*Vos tâches:*
A: D'après l'extrait sur le train Tunis - Annaba, à quelle heure le train part-il de la gare Tunis Barcelona ?
B: Traduisez en anglais, s'il vous plaît, cette phrase de l'extrait sur le train Tunis - Annaba : « Avec le Djibouti - Addis Abeba (capitale de l'Éthiopie), il est à priori - dixit le contrôleur - le seul train international du continent. »

*Extrait à lire:*

● ● ●

4. Train Tunis - Annaba

Hasard ou non et je n'en savais rien en rêvant ce voyage, c'est en août dernier, il y a moins de trois mois, que le train direct reliant la Tunisie et l'Algérie reprend du service, après un arrêt de plus de 30 ans...

Avec le Djibouti - Addis Abeba (capitale de l'Éthiopie), il est à priori - dixit le contrôleur - le seul train international du continent.

Départ à 08.25 de la gare Tunis Barcelona
7 wagons attelé à 2 locomotives "si jamais"...

Beja - Jendouba - Ghardi-Maou,
comme la toute première en 2015 avec Aymen (voir sur ce blog)

une courbe
même si j'adore les lignes droites
peut-être parce qu'il n'y en a pas beaucoup par chez moi...!?

un pont vers Beja

le pont vu d'un peu plus loin

Après 3heures d'attente, la 1ère frontière est passée...

1er cliché algérien 

2ème...j'aurai dû préciser, cet article est 100% ferroviaire...

virage avec ombre du wagon sur la droite.
mais n'hésitez pas à me dire en commentaire si j'exagère

Xxx

paysage vu du train, sans train, ni voie...
si je n'avais pas précisé vous n'auriez sans doute pas su !?

● ● ●

*Entrées:*
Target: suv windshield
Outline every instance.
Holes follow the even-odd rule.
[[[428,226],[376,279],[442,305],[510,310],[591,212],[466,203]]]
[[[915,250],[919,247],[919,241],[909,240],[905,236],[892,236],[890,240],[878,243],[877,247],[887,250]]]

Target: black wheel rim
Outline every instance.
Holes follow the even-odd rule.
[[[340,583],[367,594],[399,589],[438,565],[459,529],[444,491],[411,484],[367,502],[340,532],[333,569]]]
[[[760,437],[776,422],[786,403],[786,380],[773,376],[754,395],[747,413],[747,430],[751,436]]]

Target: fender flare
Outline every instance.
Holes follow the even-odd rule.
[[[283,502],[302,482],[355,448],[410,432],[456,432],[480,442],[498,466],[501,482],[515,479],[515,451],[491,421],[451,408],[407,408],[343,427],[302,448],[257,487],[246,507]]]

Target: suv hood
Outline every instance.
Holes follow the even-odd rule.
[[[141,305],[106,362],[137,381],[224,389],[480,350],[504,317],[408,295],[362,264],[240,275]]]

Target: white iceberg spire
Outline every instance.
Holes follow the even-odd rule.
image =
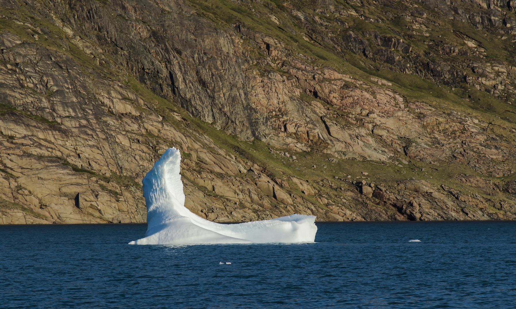
[[[142,180],[147,207],[146,237],[134,245],[312,243],[315,216],[292,215],[271,220],[220,224],[185,207],[180,151],[169,148]]]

● ● ●

*Liste des réponses:*
A: À 08.25.

B: Along with the Djibouti - Addis Ababa (capital of Ethiopia), it is presumably, according to the conductor, the only international train on the continent.